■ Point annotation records

=-=-=

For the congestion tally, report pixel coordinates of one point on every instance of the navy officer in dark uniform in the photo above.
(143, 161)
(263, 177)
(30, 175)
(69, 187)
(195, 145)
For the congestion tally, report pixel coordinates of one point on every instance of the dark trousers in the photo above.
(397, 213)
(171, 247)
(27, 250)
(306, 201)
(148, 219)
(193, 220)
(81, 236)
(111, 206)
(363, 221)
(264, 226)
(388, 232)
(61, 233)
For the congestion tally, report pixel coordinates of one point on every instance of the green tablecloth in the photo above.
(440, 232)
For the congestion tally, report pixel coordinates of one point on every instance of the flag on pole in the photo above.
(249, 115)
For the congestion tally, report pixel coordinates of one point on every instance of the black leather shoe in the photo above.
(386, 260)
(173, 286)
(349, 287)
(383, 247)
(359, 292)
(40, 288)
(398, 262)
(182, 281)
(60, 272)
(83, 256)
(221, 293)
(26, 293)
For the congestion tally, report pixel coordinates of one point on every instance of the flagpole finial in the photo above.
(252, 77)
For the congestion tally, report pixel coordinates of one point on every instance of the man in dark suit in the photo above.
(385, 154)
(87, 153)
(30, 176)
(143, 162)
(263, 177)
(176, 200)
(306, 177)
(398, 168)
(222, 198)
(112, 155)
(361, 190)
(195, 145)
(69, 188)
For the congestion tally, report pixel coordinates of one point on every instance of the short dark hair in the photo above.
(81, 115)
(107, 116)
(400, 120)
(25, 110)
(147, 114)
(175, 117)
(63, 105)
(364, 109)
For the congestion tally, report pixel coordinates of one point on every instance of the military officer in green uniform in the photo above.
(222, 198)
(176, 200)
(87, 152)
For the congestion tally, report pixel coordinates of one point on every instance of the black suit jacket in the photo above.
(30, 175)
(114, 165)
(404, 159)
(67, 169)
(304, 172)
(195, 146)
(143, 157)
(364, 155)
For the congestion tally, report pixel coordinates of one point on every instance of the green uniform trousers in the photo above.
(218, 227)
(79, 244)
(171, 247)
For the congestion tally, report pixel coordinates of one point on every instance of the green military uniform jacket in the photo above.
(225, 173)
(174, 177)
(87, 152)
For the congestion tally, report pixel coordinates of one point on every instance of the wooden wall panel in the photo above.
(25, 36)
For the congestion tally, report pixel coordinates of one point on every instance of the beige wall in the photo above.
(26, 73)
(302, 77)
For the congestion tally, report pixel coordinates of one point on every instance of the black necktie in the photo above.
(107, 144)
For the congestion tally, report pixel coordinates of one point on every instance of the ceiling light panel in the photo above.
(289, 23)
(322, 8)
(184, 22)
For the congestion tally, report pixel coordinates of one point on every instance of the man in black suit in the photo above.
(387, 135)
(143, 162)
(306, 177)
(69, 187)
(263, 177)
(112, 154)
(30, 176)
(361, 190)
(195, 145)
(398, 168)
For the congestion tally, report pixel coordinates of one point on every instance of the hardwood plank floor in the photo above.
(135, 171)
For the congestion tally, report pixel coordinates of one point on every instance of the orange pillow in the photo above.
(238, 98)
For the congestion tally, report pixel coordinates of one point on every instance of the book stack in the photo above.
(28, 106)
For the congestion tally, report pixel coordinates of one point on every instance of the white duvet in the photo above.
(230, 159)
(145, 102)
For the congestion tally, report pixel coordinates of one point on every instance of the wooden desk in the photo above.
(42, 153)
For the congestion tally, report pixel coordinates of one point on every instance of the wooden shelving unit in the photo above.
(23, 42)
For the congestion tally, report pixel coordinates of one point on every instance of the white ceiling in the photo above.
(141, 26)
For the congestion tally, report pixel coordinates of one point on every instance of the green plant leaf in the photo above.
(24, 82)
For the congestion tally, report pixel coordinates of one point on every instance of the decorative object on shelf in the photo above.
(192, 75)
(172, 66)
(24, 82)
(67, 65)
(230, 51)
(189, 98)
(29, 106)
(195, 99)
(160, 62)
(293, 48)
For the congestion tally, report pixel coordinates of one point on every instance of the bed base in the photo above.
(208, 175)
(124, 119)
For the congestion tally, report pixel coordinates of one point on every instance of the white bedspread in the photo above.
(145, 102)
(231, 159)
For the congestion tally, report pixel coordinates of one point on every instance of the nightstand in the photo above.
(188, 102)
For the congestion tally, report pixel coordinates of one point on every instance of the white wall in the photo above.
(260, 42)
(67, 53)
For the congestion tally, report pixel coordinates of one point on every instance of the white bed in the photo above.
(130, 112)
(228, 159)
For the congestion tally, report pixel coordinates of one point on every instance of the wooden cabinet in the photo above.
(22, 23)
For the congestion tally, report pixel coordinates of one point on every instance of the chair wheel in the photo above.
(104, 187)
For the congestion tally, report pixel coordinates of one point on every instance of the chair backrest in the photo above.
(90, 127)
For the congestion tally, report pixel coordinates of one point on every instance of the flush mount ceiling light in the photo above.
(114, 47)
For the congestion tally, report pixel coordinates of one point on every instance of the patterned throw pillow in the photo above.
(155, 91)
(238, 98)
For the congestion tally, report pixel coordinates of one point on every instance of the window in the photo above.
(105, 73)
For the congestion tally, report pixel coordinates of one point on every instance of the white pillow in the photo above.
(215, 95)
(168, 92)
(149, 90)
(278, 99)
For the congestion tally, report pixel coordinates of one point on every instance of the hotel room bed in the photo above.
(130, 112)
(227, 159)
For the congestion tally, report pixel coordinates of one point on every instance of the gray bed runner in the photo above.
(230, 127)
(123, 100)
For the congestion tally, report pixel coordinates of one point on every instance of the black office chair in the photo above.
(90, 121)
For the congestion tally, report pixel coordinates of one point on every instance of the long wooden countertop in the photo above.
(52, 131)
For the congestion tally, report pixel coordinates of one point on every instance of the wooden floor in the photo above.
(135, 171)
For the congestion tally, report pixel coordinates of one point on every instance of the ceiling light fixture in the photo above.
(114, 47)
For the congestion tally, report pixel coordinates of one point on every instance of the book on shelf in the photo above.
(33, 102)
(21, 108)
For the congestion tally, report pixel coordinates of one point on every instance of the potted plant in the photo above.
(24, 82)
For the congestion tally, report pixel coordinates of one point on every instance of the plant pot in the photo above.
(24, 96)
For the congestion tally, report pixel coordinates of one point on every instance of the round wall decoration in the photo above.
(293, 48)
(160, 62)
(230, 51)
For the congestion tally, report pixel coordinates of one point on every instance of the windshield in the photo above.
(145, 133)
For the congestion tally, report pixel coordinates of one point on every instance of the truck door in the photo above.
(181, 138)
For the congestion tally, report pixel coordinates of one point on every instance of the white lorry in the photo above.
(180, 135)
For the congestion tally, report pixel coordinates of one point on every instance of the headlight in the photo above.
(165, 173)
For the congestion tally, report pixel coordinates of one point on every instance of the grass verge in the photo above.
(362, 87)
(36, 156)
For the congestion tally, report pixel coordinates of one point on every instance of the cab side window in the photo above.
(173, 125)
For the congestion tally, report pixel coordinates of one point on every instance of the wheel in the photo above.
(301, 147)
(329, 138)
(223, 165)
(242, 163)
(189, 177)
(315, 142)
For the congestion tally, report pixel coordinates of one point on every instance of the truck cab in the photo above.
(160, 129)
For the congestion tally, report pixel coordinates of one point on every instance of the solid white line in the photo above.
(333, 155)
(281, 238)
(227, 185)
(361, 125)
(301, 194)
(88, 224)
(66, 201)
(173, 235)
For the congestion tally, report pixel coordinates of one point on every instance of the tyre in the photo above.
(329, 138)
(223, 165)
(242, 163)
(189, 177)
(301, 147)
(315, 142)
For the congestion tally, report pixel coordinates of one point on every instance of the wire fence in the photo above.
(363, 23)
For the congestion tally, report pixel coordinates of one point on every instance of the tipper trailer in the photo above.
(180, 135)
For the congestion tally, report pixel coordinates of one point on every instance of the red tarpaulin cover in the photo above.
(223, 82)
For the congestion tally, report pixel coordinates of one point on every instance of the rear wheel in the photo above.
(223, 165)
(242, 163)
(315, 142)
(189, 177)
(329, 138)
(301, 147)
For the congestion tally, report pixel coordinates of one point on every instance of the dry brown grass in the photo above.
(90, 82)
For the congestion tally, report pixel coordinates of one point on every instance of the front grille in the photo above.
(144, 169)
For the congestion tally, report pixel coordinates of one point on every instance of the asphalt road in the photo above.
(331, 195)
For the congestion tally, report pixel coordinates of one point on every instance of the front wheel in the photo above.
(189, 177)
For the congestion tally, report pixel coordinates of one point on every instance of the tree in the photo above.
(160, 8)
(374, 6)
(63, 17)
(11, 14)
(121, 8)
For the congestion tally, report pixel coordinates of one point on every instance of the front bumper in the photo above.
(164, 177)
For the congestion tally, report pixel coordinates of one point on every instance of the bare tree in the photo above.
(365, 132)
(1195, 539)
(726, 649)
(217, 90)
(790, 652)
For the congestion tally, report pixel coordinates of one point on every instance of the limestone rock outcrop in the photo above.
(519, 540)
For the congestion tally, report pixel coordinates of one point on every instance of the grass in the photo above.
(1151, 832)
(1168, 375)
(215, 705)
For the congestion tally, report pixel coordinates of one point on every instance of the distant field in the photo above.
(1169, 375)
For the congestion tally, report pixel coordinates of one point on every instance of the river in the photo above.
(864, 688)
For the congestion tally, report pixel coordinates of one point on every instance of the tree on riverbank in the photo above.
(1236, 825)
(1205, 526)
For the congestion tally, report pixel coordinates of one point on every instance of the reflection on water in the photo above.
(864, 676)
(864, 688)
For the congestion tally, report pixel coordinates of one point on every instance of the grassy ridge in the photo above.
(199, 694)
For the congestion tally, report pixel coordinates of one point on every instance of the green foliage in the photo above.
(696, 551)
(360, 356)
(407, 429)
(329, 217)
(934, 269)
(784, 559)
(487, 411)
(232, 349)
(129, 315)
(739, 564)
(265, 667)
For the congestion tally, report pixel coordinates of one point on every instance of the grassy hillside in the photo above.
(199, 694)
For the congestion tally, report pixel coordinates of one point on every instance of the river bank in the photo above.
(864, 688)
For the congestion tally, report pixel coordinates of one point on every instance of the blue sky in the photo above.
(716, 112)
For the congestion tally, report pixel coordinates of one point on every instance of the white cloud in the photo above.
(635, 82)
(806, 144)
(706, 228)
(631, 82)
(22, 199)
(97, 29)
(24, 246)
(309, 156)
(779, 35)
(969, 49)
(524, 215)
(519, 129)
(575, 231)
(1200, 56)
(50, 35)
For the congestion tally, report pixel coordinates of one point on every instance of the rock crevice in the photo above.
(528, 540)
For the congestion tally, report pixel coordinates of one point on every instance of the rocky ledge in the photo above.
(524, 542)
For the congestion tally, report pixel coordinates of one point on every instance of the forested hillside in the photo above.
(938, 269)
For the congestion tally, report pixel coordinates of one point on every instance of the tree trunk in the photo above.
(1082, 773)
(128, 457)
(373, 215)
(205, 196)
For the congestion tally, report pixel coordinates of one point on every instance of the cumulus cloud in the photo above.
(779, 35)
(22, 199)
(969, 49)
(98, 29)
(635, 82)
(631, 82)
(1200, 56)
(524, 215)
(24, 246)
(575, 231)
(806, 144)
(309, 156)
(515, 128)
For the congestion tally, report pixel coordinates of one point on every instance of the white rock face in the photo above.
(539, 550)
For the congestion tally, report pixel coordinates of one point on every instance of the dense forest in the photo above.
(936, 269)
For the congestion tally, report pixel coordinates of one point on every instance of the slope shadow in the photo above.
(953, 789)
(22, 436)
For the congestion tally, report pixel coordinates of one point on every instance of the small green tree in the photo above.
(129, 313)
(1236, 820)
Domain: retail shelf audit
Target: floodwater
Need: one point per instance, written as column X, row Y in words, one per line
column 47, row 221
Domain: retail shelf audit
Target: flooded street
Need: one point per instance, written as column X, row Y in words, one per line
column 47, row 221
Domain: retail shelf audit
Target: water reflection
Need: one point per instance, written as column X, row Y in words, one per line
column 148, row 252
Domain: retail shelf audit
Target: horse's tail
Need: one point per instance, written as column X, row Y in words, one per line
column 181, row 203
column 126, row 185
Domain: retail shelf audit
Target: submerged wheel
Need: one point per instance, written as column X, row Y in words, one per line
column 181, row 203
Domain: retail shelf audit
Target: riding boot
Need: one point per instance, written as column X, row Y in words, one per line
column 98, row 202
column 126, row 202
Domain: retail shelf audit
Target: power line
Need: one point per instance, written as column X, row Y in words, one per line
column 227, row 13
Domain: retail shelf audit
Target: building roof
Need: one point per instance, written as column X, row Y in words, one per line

=-=-=

Return every line of the material above that contains the string "front", copying each line in full.

For the congestion tally, report pixel coordinates of one point on every instance of the front grille in the photo above.
For the congestion tally, report pixel coordinates of one point on every instance of the front wheel in the photo above.
For the congestion tally, report pixel coordinates of one point on every instance of the front bumper in the photo above.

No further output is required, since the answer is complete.